%%

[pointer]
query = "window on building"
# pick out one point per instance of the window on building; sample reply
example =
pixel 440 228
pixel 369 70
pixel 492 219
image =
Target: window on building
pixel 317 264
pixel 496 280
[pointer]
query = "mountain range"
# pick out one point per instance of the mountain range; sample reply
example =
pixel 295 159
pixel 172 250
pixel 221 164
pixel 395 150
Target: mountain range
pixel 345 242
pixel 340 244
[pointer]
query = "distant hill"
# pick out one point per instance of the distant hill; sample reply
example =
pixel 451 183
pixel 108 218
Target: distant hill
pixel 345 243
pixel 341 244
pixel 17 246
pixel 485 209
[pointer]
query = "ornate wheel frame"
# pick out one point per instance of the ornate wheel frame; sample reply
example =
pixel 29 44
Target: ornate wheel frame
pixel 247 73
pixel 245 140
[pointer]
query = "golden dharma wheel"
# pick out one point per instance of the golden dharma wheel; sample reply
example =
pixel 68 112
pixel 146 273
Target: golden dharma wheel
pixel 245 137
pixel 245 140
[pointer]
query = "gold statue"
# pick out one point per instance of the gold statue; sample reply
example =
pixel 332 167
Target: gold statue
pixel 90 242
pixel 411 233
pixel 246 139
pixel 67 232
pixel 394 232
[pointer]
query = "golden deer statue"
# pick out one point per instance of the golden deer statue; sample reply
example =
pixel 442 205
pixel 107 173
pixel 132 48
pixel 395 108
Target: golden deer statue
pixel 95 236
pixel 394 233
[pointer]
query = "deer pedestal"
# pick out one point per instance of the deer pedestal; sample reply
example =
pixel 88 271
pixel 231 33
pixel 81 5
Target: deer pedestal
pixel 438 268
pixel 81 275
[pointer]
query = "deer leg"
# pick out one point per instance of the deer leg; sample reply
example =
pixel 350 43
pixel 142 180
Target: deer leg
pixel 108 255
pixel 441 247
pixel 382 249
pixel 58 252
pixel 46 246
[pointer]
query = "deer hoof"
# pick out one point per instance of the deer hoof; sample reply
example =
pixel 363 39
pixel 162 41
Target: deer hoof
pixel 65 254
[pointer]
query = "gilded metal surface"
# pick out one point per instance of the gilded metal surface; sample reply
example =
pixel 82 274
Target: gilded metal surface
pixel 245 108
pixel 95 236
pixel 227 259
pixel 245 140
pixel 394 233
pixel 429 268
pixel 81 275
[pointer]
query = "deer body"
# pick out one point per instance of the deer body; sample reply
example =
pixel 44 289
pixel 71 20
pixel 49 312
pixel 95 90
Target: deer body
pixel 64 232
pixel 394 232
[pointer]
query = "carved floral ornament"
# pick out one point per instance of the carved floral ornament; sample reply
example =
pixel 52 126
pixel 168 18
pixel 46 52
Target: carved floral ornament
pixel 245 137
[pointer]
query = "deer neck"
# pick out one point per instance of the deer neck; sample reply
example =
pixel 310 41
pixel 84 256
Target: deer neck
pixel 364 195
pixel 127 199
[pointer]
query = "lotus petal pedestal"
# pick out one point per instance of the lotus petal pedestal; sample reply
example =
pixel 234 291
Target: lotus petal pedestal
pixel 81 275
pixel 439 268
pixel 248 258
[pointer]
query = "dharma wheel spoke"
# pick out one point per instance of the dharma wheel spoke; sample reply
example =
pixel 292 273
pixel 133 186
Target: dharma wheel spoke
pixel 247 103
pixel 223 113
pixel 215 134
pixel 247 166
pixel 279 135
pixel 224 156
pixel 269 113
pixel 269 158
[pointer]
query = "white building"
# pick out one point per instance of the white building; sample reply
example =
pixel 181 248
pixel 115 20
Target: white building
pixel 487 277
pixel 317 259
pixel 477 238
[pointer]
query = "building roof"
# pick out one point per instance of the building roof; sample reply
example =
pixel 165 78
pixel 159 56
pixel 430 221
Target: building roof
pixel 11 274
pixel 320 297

%%

## Exercise objective
Copy every one of the lines above without any change.

## Exercise answer
[pointer]
query = "window on building"
# pick out one point per instance of the window on building; sample reply
example =
pixel 440 228
pixel 369 70
pixel 492 219
image =
Target: window on building
pixel 317 264
pixel 496 280
[pointer]
query = "mountain range"
# pick out one point per instance of the mountain range; sample reply
example =
pixel 295 159
pixel 172 250
pixel 221 164
pixel 395 150
Target: mountain range
pixel 345 242
pixel 340 244
[pointer]
query = "distant hill"
# pick out one point per instance of the distant hill; sample reply
example =
pixel 451 183
pixel 108 218
Target: distant hill
pixel 345 243
pixel 341 244
pixel 17 246
pixel 485 209
[pointer]
query = "ornate wheel frame"
# pick out one point per instance of the ornate wheel frame; sample reply
example =
pixel 29 44
Target: ornate wheel frame
pixel 247 73
pixel 245 140
[pointer]
query = "golden dharma wheel"
# pick out one point per instance of the golden dharma wheel; sample reply
example =
pixel 68 112
pixel 146 273
Target: golden dharma wheel
pixel 245 137
pixel 245 140
[pointer]
query = "gold statue"
# pick out one point per instance of the gold statue; sample reply
example =
pixel 332 167
Target: gold statue
pixel 90 242
pixel 411 233
pixel 246 139
pixel 67 232
pixel 394 232
[pointer]
query = "golden deer statue"
# pick out one point per instance of the golden deer statue; sample reply
example =
pixel 442 205
pixel 107 173
pixel 132 48
pixel 395 108
Target: golden deer statue
pixel 95 236
pixel 394 233
[pointer]
query = "deer pedestal"
# pick out one point per instance of the deer pedestal; sample reply
example =
pixel 88 271
pixel 231 33
pixel 81 5
Target: deer pedestal
pixel 438 268
pixel 81 275
[pointer]
query = "deer leg"
# pick out one point per instance of the deer leg; sample reply
example =
pixel 350 43
pixel 142 180
Target: deer leg
pixel 108 255
pixel 441 247
pixel 382 249
pixel 58 252
pixel 46 246
[pointer]
query = "deer hoof"
# pick out one point per instance of the deer hoof; sample reply
example =
pixel 363 39
pixel 162 41
Target: deer hoof
pixel 65 254
[pointer]
query = "gilded metal surface"
# pick out one point per instance of the gilded metal surface; sample reply
example =
pixel 82 274
Target: gilded metal surface
pixel 245 108
pixel 95 236
pixel 227 259
pixel 245 140
pixel 394 233
pixel 429 268
pixel 81 275
[pointer]
query = "deer body"
# pick out one point per instance of the deer body; sample reply
example =
pixel 44 289
pixel 71 20
pixel 49 312
pixel 95 90
Target: deer body
pixel 64 232
pixel 394 232
[pointer]
query = "carved floral ornament"
# pick out one point per instance of the carved floral ornament; sample reply
example =
pixel 52 126
pixel 168 18
pixel 46 52
Target: carved floral ornament
pixel 245 137
[pointer]
query = "deer neck"
# pick out one point per instance of the deer neck; sample reply
example =
pixel 310 41
pixel 84 256
Target: deer neck
pixel 364 195
pixel 127 199
[pointer]
query = "lotus petal pedestal"
# pick out one point per instance of the lotus petal pedestal; sample reply
example =
pixel 234 291
Target: lotus petal pedestal
pixel 81 275
pixel 439 268
pixel 248 258
[pointer]
query = "dharma wheel spoke"
# pick out one point per instance of the dharma wheel spoke; sample reply
example =
pixel 292 273
pixel 133 186
Target: dharma wheel spoke
pixel 247 103
pixel 223 113
pixel 215 134
pixel 247 166
pixel 279 135
pixel 224 156
pixel 269 113
pixel 269 158
[pointer]
query = "white building"
# pick out one point per instance of the white building; sample reply
example =
pixel 181 248
pixel 115 20
Target: white building
pixel 487 277
pixel 317 259
pixel 477 238
[pointer]
query = "building roof"
# pick out one point per instance of the building roof; sample reply
example =
pixel 165 78
pixel 159 56
pixel 430 221
Target: building roof
pixel 11 274
pixel 320 297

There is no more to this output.